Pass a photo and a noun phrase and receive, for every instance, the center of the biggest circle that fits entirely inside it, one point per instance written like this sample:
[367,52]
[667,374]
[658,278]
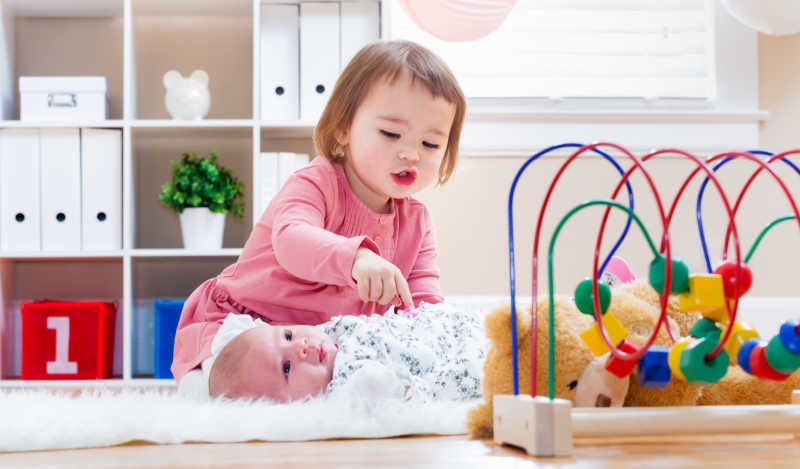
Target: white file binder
[101,177]
[319,56]
[20,228]
[280,68]
[360,25]
[61,189]
[268,179]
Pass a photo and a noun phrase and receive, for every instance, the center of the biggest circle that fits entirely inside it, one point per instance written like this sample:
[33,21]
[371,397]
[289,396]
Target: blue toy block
[653,371]
[167,314]
[744,354]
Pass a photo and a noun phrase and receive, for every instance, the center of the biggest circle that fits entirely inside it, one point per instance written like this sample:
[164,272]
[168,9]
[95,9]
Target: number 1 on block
[62,365]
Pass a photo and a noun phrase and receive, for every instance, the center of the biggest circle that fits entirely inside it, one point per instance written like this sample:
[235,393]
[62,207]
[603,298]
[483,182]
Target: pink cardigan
[296,265]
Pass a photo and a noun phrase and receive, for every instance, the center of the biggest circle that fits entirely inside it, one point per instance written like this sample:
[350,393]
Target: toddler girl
[436,353]
[343,235]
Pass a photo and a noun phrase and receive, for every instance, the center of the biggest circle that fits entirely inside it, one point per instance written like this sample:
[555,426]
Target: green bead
[780,358]
[695,367]
[680,274]
[584,299]
[705,327]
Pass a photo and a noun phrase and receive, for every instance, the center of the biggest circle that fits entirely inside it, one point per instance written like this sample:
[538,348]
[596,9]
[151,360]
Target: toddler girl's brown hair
[387,60]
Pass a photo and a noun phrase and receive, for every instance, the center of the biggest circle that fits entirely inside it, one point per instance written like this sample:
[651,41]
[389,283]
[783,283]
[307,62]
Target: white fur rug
[41,420]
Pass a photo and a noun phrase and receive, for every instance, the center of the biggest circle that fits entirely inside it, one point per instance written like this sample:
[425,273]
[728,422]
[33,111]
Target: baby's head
[395,107]
[282,363]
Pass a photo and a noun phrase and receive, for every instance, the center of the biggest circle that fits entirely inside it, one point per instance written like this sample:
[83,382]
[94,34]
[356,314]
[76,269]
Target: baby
[433,353]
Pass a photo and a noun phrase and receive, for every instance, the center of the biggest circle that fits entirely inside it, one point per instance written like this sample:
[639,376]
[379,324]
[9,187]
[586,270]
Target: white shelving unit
[133,43]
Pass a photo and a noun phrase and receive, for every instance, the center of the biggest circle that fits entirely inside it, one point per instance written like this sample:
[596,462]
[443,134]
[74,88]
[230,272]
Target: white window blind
[583,48]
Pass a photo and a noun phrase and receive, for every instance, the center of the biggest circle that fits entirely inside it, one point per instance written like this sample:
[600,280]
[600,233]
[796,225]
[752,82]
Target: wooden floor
[726,451]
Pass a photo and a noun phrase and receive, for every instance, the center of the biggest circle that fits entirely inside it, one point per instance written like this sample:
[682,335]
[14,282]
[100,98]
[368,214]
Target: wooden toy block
[696,368]
[616,332]
[619,367]
[541,426]
[761,368]
[680,274]
[706,296]
[674,358]
[653,371]
[584,299]
[741,333]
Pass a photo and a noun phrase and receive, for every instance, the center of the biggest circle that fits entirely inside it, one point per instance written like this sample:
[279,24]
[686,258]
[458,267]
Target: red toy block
[67,340]
[622,368]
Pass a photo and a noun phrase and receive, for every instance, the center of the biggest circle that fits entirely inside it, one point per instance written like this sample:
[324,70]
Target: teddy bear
[582,378]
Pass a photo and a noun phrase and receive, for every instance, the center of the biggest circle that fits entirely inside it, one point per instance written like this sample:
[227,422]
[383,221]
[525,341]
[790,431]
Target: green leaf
[202,182]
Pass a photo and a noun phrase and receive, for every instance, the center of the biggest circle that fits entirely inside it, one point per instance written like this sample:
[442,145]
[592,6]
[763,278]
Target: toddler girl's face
[397,141]
[297,361]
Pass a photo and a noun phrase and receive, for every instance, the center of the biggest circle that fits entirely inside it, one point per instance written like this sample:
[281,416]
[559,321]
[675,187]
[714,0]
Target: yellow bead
[741,332]
[674,357]
[615,330]
[706,296]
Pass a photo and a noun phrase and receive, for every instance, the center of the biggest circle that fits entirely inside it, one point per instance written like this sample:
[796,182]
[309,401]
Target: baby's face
[297,361]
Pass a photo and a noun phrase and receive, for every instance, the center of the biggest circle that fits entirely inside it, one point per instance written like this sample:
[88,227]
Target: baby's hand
[378,279]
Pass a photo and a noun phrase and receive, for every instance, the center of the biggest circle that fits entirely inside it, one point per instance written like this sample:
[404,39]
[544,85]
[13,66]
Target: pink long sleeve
[303,246]
[423,281]
[296,265]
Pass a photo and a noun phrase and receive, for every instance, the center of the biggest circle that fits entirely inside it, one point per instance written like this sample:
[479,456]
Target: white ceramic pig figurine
[187,98]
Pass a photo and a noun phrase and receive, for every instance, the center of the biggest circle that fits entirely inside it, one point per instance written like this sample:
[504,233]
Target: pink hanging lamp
[458,20]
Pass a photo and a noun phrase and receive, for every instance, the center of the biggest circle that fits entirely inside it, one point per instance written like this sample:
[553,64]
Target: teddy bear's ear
[201,76]
[171,79]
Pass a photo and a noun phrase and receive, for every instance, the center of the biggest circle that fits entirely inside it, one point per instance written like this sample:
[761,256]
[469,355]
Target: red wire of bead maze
[665,245]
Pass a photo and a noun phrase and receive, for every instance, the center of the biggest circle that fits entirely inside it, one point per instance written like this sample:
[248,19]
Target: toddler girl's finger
[388,289]
[363,288]
[402,289]
[375,288]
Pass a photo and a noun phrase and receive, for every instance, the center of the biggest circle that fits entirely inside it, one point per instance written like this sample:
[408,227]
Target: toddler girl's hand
[378,279]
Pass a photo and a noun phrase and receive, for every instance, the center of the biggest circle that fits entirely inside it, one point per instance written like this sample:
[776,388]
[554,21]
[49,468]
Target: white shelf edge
[145,253]
[108,123]
[68,255]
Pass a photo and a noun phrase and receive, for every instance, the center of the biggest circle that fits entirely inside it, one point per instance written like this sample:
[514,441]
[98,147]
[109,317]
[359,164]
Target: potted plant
[202,192]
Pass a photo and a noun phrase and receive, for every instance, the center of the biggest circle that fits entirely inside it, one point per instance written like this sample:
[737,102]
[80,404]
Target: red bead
[760,366]
[735,285]
[622,368]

──────────

TASK OBJECTIVE » Print every entry above verbatim but drop the images.

OUTPUT FOR THIS TASK »
Pass a photo and a noun phrase and receive, for every instance, the center of the biggest circle that fits entirely inside it, one point per instance written like this sample:
[367,52]
[667,374]
[658,278]
Target: white file binder
[101,177]
[319,56]
[20,228]
[280,68]
[360,25]
[61,189]
[268,179]
Pass a photo and a noun phrase and receive, for every instance, the center of the biggest circle that fits entirely inside it, one point per instance written like this sample:
[33,21]
[371,397]
[289,396]
Target: blue toy block
[653,371]
[167,314]
[744,354]
Pass a photo and a noun phrase and receive, for every instance, the center of the biggest circle that fits entirely inside it, one point per instance written like this sample:
[164,272]
[168,9]
[95,9]
Target: number 1 on block
[62,365]
Pass a photo and a noun phrase and receive, for every instance, the center of the biggest circle that fits entirely inside it, one point per instance written like this sample:
[235,393]
[62,207]
[603,298]
[483,182]
Target: pink cardigan
[296,265]
Pass a photo and a noun phrase and receive, for every instance, the center of the biggest circle that fits entirely inside it, one point per instance written like this sample:
[350,393]
Target: toddler girl
[436,353]
[343,235]
Pass a photo and a noun phrase and receive, for every instance, the center of the biggest circle that fits entirely inside it, one point per instance written like this sample:
[555,426]
Target: green bead
[780,358]
[695,367]
[680,274]
[584,299]
[705,327]
Pass a photo and a noun phrase and receive, for every instance, the center of the biggest circle that fits entirely inside it, one point per instance written like this sample:
[538,348]
[596,9]
[151,360]
Target: toddler girl's brown hair
[387,60]
Pass a photo and a noun phrase and receive, for every instance, the center of the biggest circle that fits entirely inside it, one point per instance written like this sample:
[651,41]
[389,283]
[783,283]
[307,62]
Target: white fur rug
[41,420]
Pass a photo and a noun phrase and receive, for every instance, the center of the biggest circle that fits entirely inside it, one point per instance written like this sample:
[425,273]
[728,422]
[33,111]
Target: baby's head
[395,107]
[282,363]
Pass a photo and a noun phrase and receive, for every instance, the center of the biggest circle that fits entirely inside it, one point per instance written like this sample:
[83,382]
[94,34]
[356,314]
[76,269]
Target: baby
[433,353]
Pass a photo and a noun phrase and receive, for every instance, the center of the biggest circle that fits entirely inside it, one point per instance written like this sample:
[639,376]
[379,324]
[9,187]
[586,270]
Target: white shelving unit
[133,43]
Pass a photo and a noun phrase and receive, for every instance, the center of the biggest circle that fits entirely inside it, one point per instance written like this sample:
[596,462]
[443,134]
[74,88]
[230,272]
Target: white window blind
[583,48]
Pass a photo and a noun phrase and receive, for every instance, the center of the biggest circle that fits entirely inside it, one point per instance written like this sample:
[600,280]
[600,233]
[796,225]
[752,82]
Target: wooden floor
[726,451]
Pass a photo and a noun phrase and receive, for every instance, the center of the biggest circle that fits entirely inside it, one point per instance written like this sample:
[682,335]
[14,282]
[100,98]
[368,214]
Target: wooden toy block
[696,368]
[616,332]
[619,367]
[541,426]
[761,368]
[680,274]
[706,296]
[674,358]
[653,371]
[584,299]
[741,333]
Pass a photo and a noun phrase and receive, for every instance, the center of the biggest circle that fits entirely inside it, one point per instance written like this sample:
[279,24]
[686,258]
[458,267]
Target: red toy block
[67,340]
[622,368]
Pass a photo and a noun phrase and receive, for every instance, the center of the biggest circle that fits entirely inside it, one point per instance written like this sample:
[324,70]
Target: teddy bear
[582,378]
Pass a photo and a noun phrase and receive, for every instance, the center of the biggest circle that fits entirely inside it, one point per instance written like this sample:
[227,422]
[383,221]
[525,341]
[790,431]
Target: green leaf
[202,182]
Pass a photo and a noun phrase and receive, for every instance, the center of the biggest circle that fits entirely inside it, one point per instance written like this sample:
[442,145]
[592,6]
[763,278]
Target: toddler girl's face
[397,141]
[297,361]
Pass a photo and a noun phrase and receive, for every instance, the center of the biggest circle that fits entirely inside it, one point per instance written like this sample:
[281,416]
[559,321]
[675,187]
[714,0]
Target: yellow bead
[741,332]
[674,357]
[615,330]
[706,296]
Pass a photo and a noun phrase and receive, for every instance, the center of the biggest circle that fits entirely inside it, one point per instance written like this sample:
[796,182]
[309,401]
Target: baby's face
[297,361]
Pass a photo and a noun phrase and receive, for every instance, the center of the biggest circle that fits entirely inside it, one point per instance written like this sample:
[88,227]
Target: baby's hand
[378,279]
Pass a photo and a noun phrase and receive, for every instance, the center of the biggest circle that fits entirely inside it, one point per instance written like this sample:
[404,39]
[544,85]
[13,66]
Target: pink long sleeve
[303,246]
[423,281]
[296,265]
Pass a photo and a noun phrase and receive, for every instance, the center of the biggest circle that fits entirely inside it, one point per instance written like this sample:
[479,456]
Target: white ceramic pig figurine
[187,98]
Pass a photo and a noun phrase and receive, for every instance, the center of the biggest circle that fits entirely inside it, one point per instance written like this sample:
[504,233]
Target: pink hanging lamp
[458,20]
Pass a photo and a noun phrase and receive, for every instance, the center of the biggest circle that fits entirely inside it, one point per instance written like this sample:
[553,64]
Target: teddy bear's ear
[201,76]
[171,79]
Pass a photo and a noun phrase and receive, for every instance, the center of the biggest circle that fits entirely inside it, one point per instance written like this sample:
[761,256]
[469,355]
Target: red wire of bead maze
[665,245]
Pass a photo and a noun phrase and receive, for every instance, the center of the biggest circle that fits entirely inside it, one point per instance written like this sample:
[248,19]
Target: toddler girl's finger
[388,289]
[363,288]
[402,289]
[375,288]
Pass a photo and a noun phrase and receive, for every instance, the center of the biggest circle that fits entirely inside it, one point per instance written like this sample:
[408,227]
Target: toddler girl's hand
[378,279]
Pass a photo and a noun phrase and receive, for every instance, the center of the biggest circle that fits entirely inside it, one point per instance written like this sample:
[776,388]
[554,21]
[49,468]
Target: white shelf edge
[145,253]
[108,123]
[68,255]
Pass a photo and a noun phrase and receive, for every instance, the center of the biggest circle that fits entirely inside it, one point per instance written like this sample:
[514,441]
[98,147]
[109,317]
[359,164]
Target: potted plant
[202,192]
Pass a photo and a noun phrase and receive, for every instance, the center of the biggest circle that fits entirely inside it, one point per instance written like this sample:
[737,102]
[80,404]
Target: red bead
[760,366]
[735,285]
[622,368]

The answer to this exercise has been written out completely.